(Records shown Opens)

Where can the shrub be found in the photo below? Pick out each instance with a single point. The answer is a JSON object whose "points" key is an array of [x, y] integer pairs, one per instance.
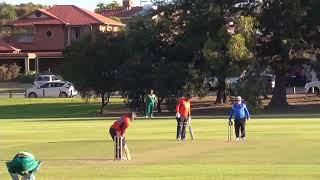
{"points": [[14, 71]]}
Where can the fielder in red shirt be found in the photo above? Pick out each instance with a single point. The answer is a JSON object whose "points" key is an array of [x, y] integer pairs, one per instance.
{"points": [[119, 128], [183, 115]]}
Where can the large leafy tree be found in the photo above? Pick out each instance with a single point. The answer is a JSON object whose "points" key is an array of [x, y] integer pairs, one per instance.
{"points": [[228, 56], [289, 30], [92, 64], [112, 5]]}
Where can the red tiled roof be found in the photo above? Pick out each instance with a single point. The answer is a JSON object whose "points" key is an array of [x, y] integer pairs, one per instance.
{"points": [[13, 55], [57, 54], [33, 21], [5, 47], [65, 14], [76, 16], [34, 54], [121, 12], [50, 14]]}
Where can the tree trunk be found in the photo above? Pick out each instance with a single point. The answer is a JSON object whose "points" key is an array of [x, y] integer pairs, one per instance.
{"points": [[105, 98], [279, 98], [159, 105], [221, 92]]}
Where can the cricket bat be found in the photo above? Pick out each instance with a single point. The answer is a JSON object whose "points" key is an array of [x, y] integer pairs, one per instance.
{"points": [[191, 132]]}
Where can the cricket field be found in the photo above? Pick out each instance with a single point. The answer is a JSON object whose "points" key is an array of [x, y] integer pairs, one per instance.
{"points": [[80, 148]]}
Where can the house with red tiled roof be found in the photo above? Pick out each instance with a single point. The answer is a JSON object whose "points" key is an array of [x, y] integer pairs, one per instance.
{"points": [[127, 11], [38, 39]]}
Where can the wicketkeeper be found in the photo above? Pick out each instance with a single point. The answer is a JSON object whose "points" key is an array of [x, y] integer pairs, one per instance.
{"points": [[23, 164], [119, 128], [151, 100], [183, 116], [241, 115]]}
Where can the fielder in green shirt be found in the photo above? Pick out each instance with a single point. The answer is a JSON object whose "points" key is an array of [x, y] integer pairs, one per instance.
{"points": [[23, 164], [151, 100]]}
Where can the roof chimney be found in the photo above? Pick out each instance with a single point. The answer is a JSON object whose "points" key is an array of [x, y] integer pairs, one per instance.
{"points": [[127, 4]]}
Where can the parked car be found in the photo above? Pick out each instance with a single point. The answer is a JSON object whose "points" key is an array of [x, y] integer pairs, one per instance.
{"points": [[269, 81], [315, 85], [52, 89], [41, 79]]}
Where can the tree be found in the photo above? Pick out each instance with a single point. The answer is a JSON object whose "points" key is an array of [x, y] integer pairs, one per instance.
{"points": [[289, 29], [92, 64], [7, 12], [108, 6]]}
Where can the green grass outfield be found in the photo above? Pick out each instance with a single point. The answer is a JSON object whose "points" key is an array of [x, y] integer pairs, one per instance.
{"points": [[76, 148], [71, 150]]}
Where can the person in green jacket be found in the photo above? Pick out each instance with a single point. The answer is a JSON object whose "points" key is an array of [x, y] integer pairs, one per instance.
{"points": [[23, 164], [151, 100]]}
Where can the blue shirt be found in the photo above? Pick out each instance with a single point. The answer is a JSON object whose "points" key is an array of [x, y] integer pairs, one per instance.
{"points": [[239, 111]]}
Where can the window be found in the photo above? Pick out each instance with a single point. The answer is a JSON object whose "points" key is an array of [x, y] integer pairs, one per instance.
{"points": [[54, 78], [57, 84], [46, 79], [49, 34], [77, 32], [38, 14], [45, 85]]}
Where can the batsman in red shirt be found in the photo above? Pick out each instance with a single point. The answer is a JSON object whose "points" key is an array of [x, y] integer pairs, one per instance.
{"points": [[119, 129], [183, 115]]}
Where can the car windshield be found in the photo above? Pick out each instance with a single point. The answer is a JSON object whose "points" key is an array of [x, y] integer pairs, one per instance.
{"points": [[46, 79], [54, 78], [44, 85]]}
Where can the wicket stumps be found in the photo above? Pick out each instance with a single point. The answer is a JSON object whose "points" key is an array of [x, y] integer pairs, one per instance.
{"points": [[118, 148], [229, 132]]}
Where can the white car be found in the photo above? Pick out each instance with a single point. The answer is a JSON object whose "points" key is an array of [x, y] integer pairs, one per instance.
{"points": [[41, 79], [52, 89], [315, 85]]}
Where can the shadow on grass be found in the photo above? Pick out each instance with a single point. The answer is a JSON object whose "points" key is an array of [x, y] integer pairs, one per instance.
{"points": [[53, 110]]}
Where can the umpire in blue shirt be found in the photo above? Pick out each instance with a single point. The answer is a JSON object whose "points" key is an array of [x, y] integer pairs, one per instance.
{"points": [[241, 115]]}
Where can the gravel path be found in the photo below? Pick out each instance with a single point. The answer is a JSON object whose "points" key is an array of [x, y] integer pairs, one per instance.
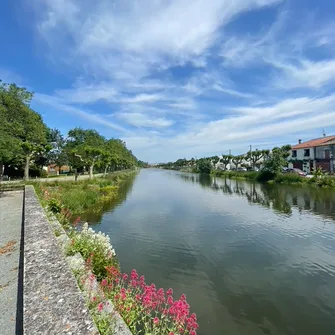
{"points": [[10, 237]]}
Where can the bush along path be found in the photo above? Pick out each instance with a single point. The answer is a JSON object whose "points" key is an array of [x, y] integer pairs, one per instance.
{"points": [[114, 297]]}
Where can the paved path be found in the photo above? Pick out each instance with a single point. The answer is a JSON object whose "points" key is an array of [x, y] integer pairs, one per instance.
{"points": [[10, 237], [60, 178]]}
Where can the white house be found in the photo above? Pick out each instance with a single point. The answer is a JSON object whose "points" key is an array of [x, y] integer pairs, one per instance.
{"points": [[309, 155]]}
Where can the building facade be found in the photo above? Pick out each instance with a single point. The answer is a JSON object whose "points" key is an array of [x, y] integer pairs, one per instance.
{"points": [[313, 154]]}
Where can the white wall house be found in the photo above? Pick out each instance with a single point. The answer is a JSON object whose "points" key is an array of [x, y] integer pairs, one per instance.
{"points": [[310, 155]]}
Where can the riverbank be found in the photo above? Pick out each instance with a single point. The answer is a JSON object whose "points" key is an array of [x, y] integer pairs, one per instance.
{"points": [[107, 291], [76, 198], [10, 265], [288, 178]]}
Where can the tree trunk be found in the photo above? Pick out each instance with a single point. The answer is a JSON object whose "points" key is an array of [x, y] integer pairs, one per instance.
{"points": [[26, 168], [91, 171]]}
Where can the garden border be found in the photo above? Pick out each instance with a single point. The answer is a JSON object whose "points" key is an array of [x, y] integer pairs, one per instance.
{"points": [[52, 301]]}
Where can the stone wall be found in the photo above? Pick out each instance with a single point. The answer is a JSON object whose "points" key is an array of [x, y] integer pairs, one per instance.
{"points": [[52, 301]]}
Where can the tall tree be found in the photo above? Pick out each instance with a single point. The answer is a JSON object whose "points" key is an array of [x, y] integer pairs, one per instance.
{"points": [[57, 154], [255, 156], [277, 159], [226, 160], [87, 145], [24, 130], [237, 160]]}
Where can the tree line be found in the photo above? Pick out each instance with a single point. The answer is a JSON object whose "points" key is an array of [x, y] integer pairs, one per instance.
{"points": [[272, 160], [27, 143]]}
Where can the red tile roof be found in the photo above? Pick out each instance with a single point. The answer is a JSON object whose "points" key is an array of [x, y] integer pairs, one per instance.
{"points": [[314, 143]]}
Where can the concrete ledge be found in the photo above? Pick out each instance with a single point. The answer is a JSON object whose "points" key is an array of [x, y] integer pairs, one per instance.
{"points": [[52, 301]]}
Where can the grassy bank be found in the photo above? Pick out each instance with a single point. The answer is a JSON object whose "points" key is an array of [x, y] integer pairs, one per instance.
{"points": [[287, 178], [81, 196], [107, 291]]}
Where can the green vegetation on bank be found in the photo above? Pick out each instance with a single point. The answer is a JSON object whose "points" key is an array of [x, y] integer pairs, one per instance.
{"points": [[77, 198], [107, 291], [322, 180], [27, 144], [249, 167]]}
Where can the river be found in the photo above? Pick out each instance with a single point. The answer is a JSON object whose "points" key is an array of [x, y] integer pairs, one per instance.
{"points": [[252, 259]]}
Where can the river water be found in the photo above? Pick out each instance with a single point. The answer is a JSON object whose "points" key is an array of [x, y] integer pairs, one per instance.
{"points": [[251, 258]]}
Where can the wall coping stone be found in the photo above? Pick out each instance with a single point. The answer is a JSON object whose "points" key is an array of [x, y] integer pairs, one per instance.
{"points": [[52, 301]]}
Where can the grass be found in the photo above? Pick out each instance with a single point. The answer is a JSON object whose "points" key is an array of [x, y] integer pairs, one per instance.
{"points": [[81, 196]]}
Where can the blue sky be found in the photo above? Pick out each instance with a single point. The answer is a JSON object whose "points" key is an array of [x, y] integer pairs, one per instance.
{"points": [[182, 78]]}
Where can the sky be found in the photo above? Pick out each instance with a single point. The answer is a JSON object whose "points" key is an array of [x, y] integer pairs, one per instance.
{"points": [[176, 78]]}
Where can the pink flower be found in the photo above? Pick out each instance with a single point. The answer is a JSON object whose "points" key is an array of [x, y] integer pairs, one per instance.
{"points": [[134, 274]]}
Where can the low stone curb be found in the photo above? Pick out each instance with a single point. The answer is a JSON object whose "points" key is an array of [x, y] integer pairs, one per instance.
{"points": [[118, 325], [52, 301]]}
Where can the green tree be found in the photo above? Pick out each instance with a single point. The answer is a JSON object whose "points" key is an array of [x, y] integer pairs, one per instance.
{"points": [[237, 160], [277, 159], [255, 156], [23, 133], [226, 160], [204, 166], [84, 148], [57, 154]]}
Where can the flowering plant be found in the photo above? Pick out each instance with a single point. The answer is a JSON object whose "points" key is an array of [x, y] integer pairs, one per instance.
{"points": [[94, 247], [146, 309]]}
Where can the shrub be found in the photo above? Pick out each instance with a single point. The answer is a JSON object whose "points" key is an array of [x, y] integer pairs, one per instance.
{"points": [[325, 181], [289, 178], [265, 175], [54, 206], [204, 166], [146, 309], [95, 248]]}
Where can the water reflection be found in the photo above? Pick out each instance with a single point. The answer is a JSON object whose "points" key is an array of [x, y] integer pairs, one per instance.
{"points": [[281, 198], [125, 188], [252, 259]]}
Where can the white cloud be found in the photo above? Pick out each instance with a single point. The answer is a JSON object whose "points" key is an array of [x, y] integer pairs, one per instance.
{"points": [[144, 120], [131, 57], [280, 122], [55, 103]]}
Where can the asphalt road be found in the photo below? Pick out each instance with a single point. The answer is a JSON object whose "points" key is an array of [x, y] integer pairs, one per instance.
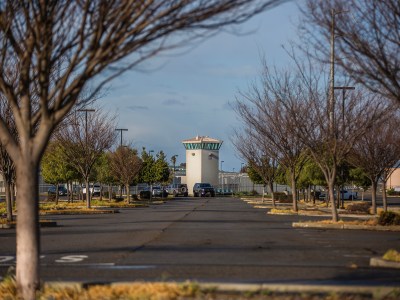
{"points": [[205, 239]]}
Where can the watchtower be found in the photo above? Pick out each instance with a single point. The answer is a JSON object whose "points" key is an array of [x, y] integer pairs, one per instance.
{"points": [[202, 157]]}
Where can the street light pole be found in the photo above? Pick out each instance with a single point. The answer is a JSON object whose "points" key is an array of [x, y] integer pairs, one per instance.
{"points": [[222, 178], [120, 130], [86, 111], [88, 195], [173, 159], [344, 89]]}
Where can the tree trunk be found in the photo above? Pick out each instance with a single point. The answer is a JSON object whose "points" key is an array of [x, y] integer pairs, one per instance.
{"points": [[87, 193], [101, 191], [294, 191], [384, 197], [28, 237], [13, 196], [271, 187], [331, 187], [7, 187], [56, 194], [373, 196], [128, 193]]}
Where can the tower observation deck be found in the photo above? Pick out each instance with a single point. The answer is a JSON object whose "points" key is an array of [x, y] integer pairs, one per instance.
{"points": [[202, 160]]}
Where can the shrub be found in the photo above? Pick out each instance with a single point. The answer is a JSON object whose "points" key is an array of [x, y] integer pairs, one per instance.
{"points": [[387, 218], [106, 195], [392, 255], [282, 197], [358, 207], [391, 192]]}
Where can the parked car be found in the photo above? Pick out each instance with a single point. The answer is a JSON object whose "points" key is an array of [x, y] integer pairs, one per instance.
{"points": [[158, 191], [178, 189], [62, 191], [344, 194], [348, 195], [203, 189], [93, 189], [222, 192]]}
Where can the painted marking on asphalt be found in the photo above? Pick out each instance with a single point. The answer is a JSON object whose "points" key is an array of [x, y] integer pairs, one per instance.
{"points": [[129, 267], [356, 255], [4, 259], [71, 258]]}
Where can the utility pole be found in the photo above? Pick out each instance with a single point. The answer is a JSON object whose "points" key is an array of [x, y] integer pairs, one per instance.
{"points": [[120, 130]]}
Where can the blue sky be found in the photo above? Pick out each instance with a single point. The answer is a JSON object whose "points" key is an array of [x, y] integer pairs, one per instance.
{"points": [[188, 94]]}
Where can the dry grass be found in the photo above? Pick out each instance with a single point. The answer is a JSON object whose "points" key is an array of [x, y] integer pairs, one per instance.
{"points": [[140, 290], [166, 291], [392, 255], [283, 211], [369, 222]]}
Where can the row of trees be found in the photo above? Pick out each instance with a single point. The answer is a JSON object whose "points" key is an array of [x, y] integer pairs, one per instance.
{"points": [[56, 55], [296, 115], [81, 151]]}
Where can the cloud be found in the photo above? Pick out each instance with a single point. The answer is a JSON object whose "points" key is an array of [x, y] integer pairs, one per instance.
{"points": [[173, 102], [137, 107]]}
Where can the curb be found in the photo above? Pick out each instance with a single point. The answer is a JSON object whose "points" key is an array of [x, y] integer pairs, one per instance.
{"points": [[75, 212], [218, 287], [345, 226], [380, 262], [41, 224]]}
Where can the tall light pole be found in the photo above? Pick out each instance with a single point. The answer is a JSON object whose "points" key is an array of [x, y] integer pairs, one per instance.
{"points": [[86, 110], [88, 194], [173, 159], [222, 178], [344, 89], [331, 106], [120, 130]]}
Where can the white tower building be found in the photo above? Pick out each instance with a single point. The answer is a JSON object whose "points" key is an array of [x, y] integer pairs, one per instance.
{"points": [[202, 157]]}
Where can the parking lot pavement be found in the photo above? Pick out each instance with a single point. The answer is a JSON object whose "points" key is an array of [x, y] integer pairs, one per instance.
{"points": [[205, 239]]}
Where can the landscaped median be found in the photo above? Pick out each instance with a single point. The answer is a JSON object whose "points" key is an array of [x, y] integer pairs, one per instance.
{"points": [[343, 225], [75, 208], [387, 221], [193, 290]]}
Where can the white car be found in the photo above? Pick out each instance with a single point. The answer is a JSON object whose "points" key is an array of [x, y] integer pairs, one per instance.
{"points": [[94, 189], [344, 194]]}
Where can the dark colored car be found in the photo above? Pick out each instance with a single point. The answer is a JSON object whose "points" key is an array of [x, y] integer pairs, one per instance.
{"points": [[178, 189], [62, 191], [203, 190], [159, 192]]}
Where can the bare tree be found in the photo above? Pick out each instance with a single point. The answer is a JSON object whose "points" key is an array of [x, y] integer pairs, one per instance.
{"points": [[7, 167], [125, 165], [329, 129], [377, 152], [263, 109], [368, 42], [83, 139], [252, 149], [61, 47]]}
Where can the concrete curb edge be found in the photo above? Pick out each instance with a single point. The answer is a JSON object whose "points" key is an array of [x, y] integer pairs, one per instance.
{"points": [[344, 226], [380, 262], [376, 291]]}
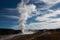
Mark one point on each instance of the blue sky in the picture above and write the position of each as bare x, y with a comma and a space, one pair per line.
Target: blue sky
48, 14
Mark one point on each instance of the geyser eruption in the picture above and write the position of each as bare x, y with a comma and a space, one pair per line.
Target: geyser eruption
25, 10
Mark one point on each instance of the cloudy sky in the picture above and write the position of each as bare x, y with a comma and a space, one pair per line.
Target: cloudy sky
47, 15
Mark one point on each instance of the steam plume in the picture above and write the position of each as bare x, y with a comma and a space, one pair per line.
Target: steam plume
25, 10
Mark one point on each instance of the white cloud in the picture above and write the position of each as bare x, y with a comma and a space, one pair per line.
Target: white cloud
14, 17
49, 3
16, 27
48, 21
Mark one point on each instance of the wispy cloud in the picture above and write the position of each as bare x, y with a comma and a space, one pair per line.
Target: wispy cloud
49, 23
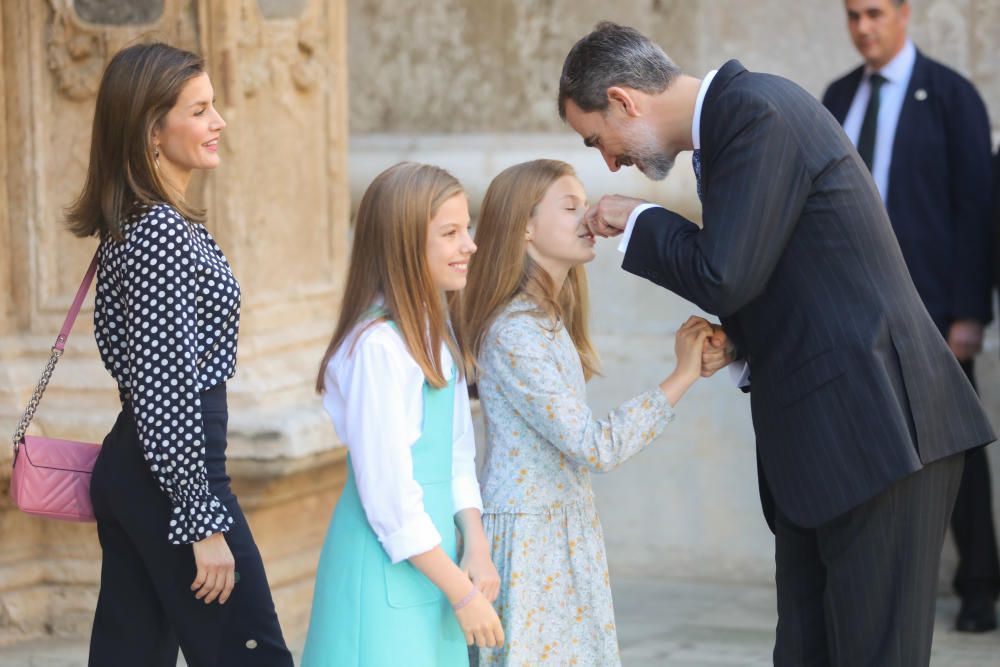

(Records shown Closes)

Aim of the task: Wherever "picture" turns up in the records, copy the whole line.

Response below:
Mark one point on each instance of the blue sky in the picture above and write the position of each as bare x, y with a comma and a space, one pair per line.
Mark one point on each instance of the geyser eruption in the picture above and write the position of each as bare x, y with a comma and a space, one pair per line.
Mark one point on each instance of the cloudy sky in the picture above and write the position of each as bare x, y with a comma and a space, one pair per line.
Mark one point on each instance of the steam plume in the picture above and write the position of each as bare x, y with a comma and a space, one pair per line.
Mark one point on each instance of the white cloud in the picture above and write the position of each as bare x, y with a comma and a space, one pair per line.
Mark one point on each instance of the wispy cloud in the picture above and write the position of each as bare x, y with a comma and a space, one pair per line.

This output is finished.